## BEGIN MATERIAL PROVIDED

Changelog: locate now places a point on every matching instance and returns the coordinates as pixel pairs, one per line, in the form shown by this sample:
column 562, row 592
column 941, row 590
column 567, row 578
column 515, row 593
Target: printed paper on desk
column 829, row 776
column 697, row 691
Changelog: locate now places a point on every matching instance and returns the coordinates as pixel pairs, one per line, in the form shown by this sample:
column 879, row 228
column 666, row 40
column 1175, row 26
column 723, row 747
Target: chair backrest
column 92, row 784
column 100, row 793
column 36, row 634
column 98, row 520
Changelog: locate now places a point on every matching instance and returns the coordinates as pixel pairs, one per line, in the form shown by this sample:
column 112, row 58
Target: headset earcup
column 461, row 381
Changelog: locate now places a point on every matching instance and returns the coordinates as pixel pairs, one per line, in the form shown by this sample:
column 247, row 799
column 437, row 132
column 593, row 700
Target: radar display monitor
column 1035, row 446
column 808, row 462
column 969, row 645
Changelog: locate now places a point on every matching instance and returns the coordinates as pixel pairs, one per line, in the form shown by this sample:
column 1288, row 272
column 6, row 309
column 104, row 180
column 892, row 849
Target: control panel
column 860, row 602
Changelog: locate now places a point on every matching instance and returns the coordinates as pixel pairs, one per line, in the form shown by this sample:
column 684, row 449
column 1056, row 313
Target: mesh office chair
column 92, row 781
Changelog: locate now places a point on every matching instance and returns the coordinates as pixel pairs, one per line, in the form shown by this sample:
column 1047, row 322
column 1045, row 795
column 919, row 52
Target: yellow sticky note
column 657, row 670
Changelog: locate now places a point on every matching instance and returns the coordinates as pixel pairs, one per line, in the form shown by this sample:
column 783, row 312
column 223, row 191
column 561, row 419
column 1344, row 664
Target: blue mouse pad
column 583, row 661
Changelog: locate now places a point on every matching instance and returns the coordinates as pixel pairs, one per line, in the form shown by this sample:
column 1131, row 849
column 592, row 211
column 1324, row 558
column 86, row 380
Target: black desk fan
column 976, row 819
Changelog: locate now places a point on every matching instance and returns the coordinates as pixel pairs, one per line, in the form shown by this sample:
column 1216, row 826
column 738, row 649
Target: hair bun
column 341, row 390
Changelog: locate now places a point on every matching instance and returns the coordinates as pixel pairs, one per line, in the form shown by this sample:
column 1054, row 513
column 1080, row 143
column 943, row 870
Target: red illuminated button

## END MATERIAL PROVIDED

**TASK OBJECTIVE**
Please express the stretch from the start of the records through the line containing "column 697, row 691" as a Markdown table with the columns Number and Record line, leaving out blank lines.

**EXERCISE OUTPUT**
| Number | Record line |
|---|---|
| 1 | Changelog: locate now places a point on every matching instance and returns the coordinates as pixel pairs, one per line, in the form shown by this sample: |
| 2 | column 562, row 592 |
| 3 | column 941, row 590 |
| 4 | column 567, row 578 |
| 5 | column 515, row 593 |
| 6 | Target: printed paper on desk |
| 7 | column 829, row 776 |
| 8 | column 697, row 691 |